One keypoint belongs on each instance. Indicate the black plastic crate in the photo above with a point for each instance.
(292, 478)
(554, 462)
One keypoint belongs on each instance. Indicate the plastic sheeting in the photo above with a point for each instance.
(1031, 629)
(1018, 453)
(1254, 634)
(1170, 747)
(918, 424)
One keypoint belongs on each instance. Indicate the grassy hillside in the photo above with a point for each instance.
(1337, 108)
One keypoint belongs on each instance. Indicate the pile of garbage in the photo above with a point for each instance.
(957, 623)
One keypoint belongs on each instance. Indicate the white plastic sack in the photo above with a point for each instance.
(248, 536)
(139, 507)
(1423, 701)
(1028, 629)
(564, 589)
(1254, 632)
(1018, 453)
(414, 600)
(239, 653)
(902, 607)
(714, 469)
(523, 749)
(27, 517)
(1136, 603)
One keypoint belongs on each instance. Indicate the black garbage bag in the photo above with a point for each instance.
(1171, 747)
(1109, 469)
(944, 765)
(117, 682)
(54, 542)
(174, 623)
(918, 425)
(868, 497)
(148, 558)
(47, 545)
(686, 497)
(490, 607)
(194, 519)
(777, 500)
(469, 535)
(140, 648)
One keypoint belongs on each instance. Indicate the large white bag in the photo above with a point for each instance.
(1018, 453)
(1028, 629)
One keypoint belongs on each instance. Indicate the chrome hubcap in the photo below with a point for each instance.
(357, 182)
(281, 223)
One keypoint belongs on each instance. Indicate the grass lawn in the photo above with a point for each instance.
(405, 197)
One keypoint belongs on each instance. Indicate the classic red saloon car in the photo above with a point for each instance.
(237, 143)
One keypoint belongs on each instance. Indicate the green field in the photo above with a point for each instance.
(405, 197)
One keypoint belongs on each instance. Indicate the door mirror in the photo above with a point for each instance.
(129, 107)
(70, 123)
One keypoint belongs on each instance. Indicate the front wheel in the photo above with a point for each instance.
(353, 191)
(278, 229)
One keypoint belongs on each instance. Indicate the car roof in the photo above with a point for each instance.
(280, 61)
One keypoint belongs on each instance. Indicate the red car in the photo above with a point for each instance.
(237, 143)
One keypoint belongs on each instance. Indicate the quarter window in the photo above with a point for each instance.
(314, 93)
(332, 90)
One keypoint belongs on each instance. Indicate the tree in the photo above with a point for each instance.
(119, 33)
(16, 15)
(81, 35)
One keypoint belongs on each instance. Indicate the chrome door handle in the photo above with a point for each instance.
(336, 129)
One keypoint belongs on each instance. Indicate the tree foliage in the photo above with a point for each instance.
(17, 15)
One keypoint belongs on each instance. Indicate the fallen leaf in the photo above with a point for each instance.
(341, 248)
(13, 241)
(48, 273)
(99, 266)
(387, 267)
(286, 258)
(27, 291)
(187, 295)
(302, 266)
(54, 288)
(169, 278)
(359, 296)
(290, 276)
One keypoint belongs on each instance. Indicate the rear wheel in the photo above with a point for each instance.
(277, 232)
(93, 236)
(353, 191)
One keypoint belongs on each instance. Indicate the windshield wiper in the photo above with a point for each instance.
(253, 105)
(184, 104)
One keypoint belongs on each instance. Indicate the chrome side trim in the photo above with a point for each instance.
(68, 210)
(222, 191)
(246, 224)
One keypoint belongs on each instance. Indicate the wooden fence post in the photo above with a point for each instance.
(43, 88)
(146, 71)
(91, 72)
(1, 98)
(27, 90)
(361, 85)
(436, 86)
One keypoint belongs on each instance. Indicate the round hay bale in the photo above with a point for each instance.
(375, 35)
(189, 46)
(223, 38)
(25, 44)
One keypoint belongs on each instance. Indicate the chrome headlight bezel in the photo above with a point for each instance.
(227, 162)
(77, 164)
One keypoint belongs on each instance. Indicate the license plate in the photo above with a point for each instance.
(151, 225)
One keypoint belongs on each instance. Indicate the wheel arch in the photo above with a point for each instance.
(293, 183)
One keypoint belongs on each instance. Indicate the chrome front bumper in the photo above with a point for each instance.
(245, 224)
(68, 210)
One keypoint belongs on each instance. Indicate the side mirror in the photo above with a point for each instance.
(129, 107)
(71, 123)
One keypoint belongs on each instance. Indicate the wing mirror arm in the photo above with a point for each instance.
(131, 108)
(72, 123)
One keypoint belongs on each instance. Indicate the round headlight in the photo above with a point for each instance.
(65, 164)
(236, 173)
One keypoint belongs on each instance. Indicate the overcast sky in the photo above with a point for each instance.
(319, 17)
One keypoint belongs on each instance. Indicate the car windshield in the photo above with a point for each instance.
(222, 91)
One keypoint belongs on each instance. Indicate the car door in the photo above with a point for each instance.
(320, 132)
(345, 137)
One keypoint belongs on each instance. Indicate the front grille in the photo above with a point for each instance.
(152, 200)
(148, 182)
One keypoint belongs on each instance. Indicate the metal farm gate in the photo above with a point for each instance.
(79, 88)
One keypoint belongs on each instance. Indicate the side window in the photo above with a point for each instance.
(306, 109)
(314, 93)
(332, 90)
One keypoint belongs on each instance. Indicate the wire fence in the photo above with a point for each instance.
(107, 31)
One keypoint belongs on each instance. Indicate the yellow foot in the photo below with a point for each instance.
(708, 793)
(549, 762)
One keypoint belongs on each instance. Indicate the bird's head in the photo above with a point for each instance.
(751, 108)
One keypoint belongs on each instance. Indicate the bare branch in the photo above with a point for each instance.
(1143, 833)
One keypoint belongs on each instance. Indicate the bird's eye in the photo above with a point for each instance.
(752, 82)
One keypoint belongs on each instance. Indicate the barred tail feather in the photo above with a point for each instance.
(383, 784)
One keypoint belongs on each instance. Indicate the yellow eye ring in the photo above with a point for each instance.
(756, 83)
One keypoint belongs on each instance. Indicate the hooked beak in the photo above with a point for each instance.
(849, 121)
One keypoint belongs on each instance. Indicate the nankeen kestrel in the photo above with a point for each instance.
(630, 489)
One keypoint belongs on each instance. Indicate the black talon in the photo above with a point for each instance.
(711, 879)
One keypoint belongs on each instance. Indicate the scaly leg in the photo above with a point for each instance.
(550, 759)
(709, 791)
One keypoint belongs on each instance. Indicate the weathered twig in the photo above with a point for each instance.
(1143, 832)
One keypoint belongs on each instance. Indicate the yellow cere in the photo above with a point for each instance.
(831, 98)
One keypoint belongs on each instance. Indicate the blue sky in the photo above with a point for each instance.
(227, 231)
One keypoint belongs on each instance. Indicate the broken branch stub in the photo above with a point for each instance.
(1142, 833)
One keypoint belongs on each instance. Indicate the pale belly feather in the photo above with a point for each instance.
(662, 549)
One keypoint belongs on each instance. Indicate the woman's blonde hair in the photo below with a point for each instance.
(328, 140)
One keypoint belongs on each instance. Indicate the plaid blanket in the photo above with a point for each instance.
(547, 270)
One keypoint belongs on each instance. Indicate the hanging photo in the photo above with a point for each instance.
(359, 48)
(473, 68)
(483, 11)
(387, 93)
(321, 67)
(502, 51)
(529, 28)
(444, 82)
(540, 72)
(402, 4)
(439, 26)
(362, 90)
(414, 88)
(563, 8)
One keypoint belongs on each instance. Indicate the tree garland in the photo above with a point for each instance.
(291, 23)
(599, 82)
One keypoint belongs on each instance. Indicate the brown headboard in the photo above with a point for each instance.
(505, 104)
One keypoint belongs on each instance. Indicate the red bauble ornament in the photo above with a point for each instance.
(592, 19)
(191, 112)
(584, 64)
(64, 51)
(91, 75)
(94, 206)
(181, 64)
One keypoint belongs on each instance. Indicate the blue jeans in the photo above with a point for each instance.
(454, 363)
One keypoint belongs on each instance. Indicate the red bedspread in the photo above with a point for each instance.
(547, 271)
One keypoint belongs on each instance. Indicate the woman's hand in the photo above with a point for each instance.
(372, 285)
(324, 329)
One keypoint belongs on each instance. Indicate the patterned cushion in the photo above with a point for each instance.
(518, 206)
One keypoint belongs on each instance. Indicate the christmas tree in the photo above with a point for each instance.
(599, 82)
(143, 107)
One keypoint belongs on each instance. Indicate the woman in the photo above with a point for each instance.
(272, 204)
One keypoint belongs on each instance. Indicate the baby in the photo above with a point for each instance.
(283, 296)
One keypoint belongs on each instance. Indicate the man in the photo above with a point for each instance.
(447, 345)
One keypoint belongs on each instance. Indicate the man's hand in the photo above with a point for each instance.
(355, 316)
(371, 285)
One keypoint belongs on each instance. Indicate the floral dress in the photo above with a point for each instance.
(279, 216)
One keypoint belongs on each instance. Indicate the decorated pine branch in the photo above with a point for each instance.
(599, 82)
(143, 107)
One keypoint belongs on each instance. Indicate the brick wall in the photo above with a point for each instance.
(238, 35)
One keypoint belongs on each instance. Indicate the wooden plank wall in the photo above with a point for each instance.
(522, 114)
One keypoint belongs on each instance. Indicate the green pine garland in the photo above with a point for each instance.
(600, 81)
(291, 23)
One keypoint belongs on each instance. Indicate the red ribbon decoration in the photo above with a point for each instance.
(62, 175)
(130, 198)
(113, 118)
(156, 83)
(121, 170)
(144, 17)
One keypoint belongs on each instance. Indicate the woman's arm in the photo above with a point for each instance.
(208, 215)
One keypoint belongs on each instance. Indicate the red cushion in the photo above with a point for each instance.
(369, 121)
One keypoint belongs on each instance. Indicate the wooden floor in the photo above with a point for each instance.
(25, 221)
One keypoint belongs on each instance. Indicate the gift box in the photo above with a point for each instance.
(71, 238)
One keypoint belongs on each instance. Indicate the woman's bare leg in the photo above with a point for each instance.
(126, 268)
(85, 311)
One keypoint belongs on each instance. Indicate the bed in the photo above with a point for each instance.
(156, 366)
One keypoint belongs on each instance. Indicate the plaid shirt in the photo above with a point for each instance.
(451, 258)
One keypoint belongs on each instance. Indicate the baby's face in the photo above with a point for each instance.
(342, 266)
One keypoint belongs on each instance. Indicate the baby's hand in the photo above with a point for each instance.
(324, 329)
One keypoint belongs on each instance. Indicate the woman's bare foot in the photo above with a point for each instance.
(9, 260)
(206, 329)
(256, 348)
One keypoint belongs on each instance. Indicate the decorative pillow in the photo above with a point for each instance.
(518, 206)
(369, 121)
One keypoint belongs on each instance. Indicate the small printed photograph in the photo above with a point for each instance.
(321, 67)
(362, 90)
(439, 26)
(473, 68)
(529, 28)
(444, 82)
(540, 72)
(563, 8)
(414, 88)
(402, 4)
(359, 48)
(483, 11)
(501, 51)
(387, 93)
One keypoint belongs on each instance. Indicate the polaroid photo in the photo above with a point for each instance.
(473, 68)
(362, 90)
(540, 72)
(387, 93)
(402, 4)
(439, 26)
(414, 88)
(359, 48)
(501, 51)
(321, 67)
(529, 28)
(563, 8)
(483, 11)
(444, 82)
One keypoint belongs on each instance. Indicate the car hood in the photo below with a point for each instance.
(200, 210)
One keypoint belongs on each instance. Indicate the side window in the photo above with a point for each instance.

Task objective: Beginning at the line that holds "woman's bare foot", reproduce each line of the records above down to and including the last one.

Task answer:
One keypoint belongs on each instance. Indicate the woman's bare foot in the photo above with a point for each instance.
(9, 260)
(206, 329)
(256, 348)
One keypoint belongs on each instance. Indicate the decorative pillow in the photo above with a point for each instance.
(518, 206)
(369, 121)
One keypoint belongs on each instance. Indicate the small printed photograph in the photo above with a point for each instance.
(321, 67)
(362, 90)
(439, 26)
(473, 68)
(529, 28)
(444, 82)
(540, 72)
(563, 8)
(414, 88)
(402, 4)
(359, 48)
(483, 11)
(501, 51)
(387, 93)
One keypoint belongs on each instance. Indicate the polaroid photo in the photo above with a point for each instance.
(473, 68)
(362, 90)
(540, 72)
(387, 93)
(402, 4)
(439, 26)
(414, 88)
(359, 48)
(501, 51)
(321, 67)
(529, 28)
(563, 8)
(483, 11)
(444, 82)
One keypoint belongs on each instance. Indicate the car hood in the photo below with a point for each instance.
(200, 210)
One keypoint belongs on each instance. Indicate the side window in the photo above with a point for each instance.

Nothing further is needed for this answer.